VORLIEGENDER TEXT:
==============================
Ab 25. April 1945 saßen wir fast Tag und Nacht im Bunker. Durch die sauerstoffarme Luft war jeder müde, aber trotzdem angespannt. Wir Jüngeren bedienten die Luftorgel. Es war aber heiß, sodass ich mich nur noch im Unterrock auf den Betonboden legte, der etwas Kühle abgab. Keiner redete. Bomben fielen nicht mehr, dafür gab es Kanonendonner, der sich aber in Grenzen hielt. Es waren leichtere Geschütze sowie Maschinengewehre zu hören, hell und hohl klang es im Bunker.
Wenn Pause zwischen den Kanonaden war, kam etwas Bewegung auf. Leute verschwanden nach unten, ich ging auch mit. Vor der Bunkertür standen Männer und rauchten. Eine Wasserpumpe spendete herrlich kühles Nass. Jeder trank aus einer Kelle. Ein deutscher Soldat rannte die Braunschweiger Straße von Ost nach West, hielt bei uns an und bat um Wasser. Eine Frau, die aussah wie eine Puffmutter, sagte: „Einem fliehenden deutschen Soldaten gebe ich kein Wasser.“ Ihr wurde sofort die Kelle aus der Hand gerissen, er bekam sein Wasser, sie beinahe einen Kinnhaken. Ich habe mich geschämt, sollte dieser Soldat etwa so eine Frau verteidigen?
Am 27. April mittags gab es vom Bunkerwart die Durchsage, dass das Ostertor eingenommen sei, alle Männer vom 18. bis zum 60. Lebensjahr müssten den Bunker verlassen. Es wurde totenstill Dann Getrappel, Plätze wurden frei. Alle anderen sollten im Bunker bleiben oder könnten auf eigene Gefahr nach Hause gehen. Ich ging auch wieder nach unten. Einige Menschen gingen zur Lüneburger Straße, ich ging einfach mit, obwohl ich in dieser Richtung nicht wohnte.
Und da sah ich Soldaten mit Tommyhelmen, wie sie von einer Vorgartentreppe zur anderen sprangen. Mein Herz klopfte bis zum Halse. Ich dachte nur, das kann doch nicht wahr sein, wir haben doch Leid und Entbehrungen auf uns genommen, um zu siegen.
==============================
EXTRAHIERTE DATENSÄTZE:
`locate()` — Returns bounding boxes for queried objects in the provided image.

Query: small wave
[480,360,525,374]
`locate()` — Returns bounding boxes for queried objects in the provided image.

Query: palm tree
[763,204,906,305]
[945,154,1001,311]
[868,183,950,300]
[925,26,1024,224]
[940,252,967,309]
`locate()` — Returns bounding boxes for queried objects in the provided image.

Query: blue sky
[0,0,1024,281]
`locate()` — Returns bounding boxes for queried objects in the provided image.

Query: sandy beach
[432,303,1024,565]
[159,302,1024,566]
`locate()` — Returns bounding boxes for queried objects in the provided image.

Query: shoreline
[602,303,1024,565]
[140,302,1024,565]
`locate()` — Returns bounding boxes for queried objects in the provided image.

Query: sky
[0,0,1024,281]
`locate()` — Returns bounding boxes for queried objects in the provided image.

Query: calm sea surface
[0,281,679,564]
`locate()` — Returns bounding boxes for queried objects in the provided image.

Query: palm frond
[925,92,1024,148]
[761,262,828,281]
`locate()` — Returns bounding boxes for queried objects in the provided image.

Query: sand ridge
==============================
VORGEHENSWEISE: Schreiben Sie aus dem Bericht über die letzten Kriegstage im Bunker den Abschnitt wörtlich ab, der bei den Worten „Am 27. April“ einsetzt. Hören Sie nach den Worten „um zu siegen.“ auf.

LÖSUNG:
Am 27. April mittags gab es vom Bunkerwart die Durchsage, dass das Ostertor eingenommen sei, alle Männer vom 18. bis zum 60. Lebensjahr müssten den Bunker verlassen. Es wurde totenstill Dann Getrappel, Plätze wurden frei. Alle anderen sollten im Bunker bleiben oder könnten auf eigene Gefahr nach Hause gehen. Ich ging auch wieder nach unten. Einige Menschen gingen zur Lüneburger Straße, ich ging einfach mit, obwohl ich in dieser Richtung nicht wohnte.
Und da sah ich Soldaten mit Tommyhelmen, wie sie von einer Vorgartentreppe zur anderen sprangen. Mein Herz klopfte bis zum Halse. Ich dachte nur, das kann doch nicht wahr sein, wir haben doch Leid und Entbehrungen auf uns genommen, um zu siegen.